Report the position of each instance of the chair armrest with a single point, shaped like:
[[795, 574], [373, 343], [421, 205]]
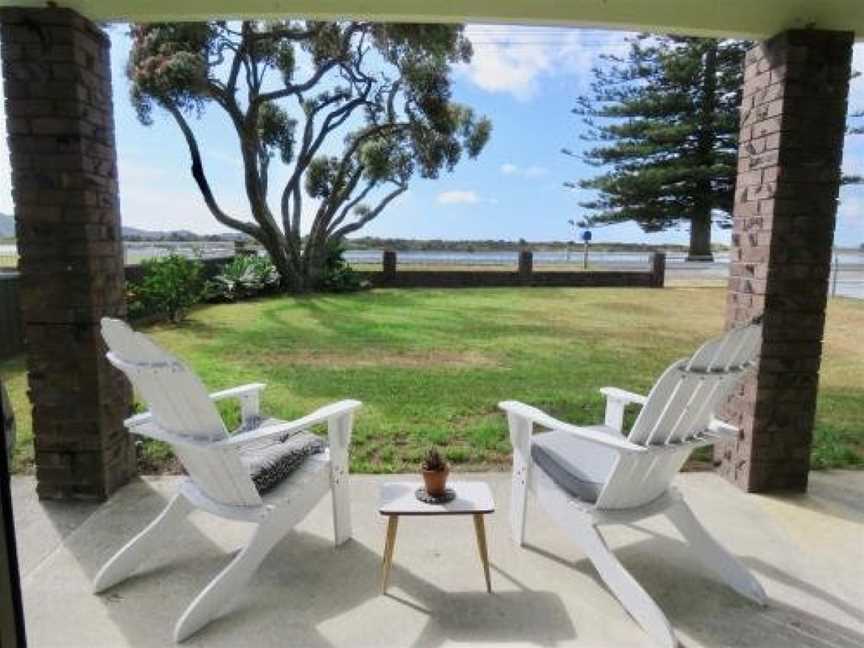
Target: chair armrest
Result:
[[616, 401], [723, 430], [250, 405], [238, 392], [250, 400], [539, 417], [327, 414]]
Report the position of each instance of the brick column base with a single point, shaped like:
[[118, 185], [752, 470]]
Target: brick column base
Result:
[[793, 118], [59, 121]]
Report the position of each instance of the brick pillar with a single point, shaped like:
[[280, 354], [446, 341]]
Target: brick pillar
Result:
[[59, 121], [793, 118]]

* Given problem *
Give back the lines above exactly, from the one with "Report the position of each instance of the brick column" through the last line.

* Output for this exercise *
Report the position of each instance of the brick column base with a single point, shaped like:
[[118, 185], [752, 470]]
Target: brick column base
Result:
[[793, 118], [59, 121]]
Report the position of each instance of the brick pillar with a single point, shaped like:
[[280, 354], [446, 341]]
Target: brick pillar
Result:
[[59, 121], [793, 118]]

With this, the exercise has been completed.